Write out only the lines from the one holding "Practice step: locate the helmet facemask" through the last line of the items, inclusive, as a numbered list with blank lines removed.

** start Record set **

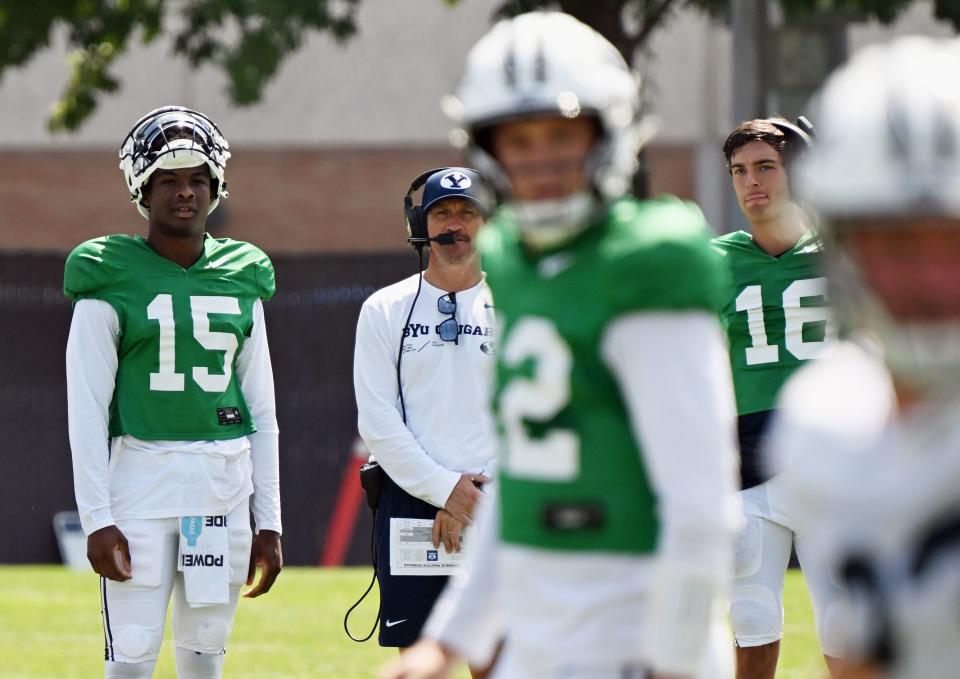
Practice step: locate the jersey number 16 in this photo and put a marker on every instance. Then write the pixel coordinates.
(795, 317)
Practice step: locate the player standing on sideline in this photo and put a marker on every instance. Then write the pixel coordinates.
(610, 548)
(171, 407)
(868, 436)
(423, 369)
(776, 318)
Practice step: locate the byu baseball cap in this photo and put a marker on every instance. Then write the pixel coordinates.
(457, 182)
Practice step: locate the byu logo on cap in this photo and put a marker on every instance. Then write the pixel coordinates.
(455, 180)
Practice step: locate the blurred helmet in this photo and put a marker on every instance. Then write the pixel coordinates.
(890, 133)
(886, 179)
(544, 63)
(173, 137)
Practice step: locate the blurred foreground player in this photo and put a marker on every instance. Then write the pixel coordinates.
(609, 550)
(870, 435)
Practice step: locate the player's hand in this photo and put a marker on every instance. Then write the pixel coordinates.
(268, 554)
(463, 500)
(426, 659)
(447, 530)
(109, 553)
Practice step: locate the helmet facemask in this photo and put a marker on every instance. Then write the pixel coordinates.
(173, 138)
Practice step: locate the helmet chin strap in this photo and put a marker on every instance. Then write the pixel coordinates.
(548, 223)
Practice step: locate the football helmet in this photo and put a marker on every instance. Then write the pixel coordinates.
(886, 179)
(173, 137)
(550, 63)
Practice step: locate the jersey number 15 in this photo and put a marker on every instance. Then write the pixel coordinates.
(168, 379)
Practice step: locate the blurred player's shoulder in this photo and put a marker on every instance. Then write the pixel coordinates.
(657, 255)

** end Record set **

Exercise output
1. Practice step: locate the helmet facemask in this photo and put a marker on every instance. Then write the pixel coordinates.
2. (173, 138)
3. Practice step: locate the helmet chin strap in this photo and put a marker on every instance. Then write the pixel coordinates.
4. (548, 223)
5. Practice step: locate the football helmet in this photo and put a marker on every instance. Then write the pixel coordinates.
6. (886, 179)
7. (173, 137)
8. (550, 63)
9. Practice step: locate the jersey number 15 in this photo and put a marker on every instance. Then write the pixel coordinates.
10. (168, 379)
11. Practice step: locate the blurred player's shoulder in this photo and put a marker on every instance. Then write the pixel coordinates.
12. (657, 255)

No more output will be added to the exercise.